> [Job]
Locate every line below that contains the word "leaf" and copy each one in full. Case counts.

# Provided information start

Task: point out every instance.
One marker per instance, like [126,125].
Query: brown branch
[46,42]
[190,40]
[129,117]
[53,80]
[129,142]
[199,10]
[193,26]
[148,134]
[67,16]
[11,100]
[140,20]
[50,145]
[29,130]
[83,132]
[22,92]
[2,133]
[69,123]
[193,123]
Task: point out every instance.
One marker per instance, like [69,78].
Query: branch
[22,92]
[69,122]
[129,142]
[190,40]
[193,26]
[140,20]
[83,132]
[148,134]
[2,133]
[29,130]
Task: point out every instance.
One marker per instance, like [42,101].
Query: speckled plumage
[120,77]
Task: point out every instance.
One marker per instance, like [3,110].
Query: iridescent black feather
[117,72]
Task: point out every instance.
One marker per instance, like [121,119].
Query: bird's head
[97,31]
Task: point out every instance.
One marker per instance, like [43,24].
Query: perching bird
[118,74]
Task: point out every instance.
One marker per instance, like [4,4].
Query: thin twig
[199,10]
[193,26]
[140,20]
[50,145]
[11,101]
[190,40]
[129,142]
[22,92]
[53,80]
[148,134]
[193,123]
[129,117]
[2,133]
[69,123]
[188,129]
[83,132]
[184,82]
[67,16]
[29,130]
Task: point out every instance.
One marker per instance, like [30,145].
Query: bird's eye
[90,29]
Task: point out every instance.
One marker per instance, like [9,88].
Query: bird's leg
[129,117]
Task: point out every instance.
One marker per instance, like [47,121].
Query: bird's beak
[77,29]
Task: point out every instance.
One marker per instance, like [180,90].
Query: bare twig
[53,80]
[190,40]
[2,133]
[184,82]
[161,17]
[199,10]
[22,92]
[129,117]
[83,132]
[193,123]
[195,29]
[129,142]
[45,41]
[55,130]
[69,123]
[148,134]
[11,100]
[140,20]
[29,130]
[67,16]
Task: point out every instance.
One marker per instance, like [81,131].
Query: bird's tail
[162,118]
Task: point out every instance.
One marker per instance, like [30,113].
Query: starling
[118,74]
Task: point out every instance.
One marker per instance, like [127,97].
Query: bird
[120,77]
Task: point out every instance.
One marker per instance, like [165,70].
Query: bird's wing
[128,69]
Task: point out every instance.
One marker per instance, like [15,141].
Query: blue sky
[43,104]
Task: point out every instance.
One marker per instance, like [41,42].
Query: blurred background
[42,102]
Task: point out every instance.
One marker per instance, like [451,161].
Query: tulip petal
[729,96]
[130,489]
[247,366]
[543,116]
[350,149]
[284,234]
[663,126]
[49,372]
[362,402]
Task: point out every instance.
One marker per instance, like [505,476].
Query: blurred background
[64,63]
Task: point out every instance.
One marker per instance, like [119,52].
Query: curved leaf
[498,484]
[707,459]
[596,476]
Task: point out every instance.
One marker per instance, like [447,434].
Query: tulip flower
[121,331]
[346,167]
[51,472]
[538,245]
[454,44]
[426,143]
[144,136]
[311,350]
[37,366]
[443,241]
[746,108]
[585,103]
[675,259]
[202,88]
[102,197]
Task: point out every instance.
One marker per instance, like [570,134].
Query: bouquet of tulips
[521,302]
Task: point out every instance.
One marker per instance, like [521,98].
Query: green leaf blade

# Provided information end

> [Task output]
Query: curved leaf
Query: green leaf blade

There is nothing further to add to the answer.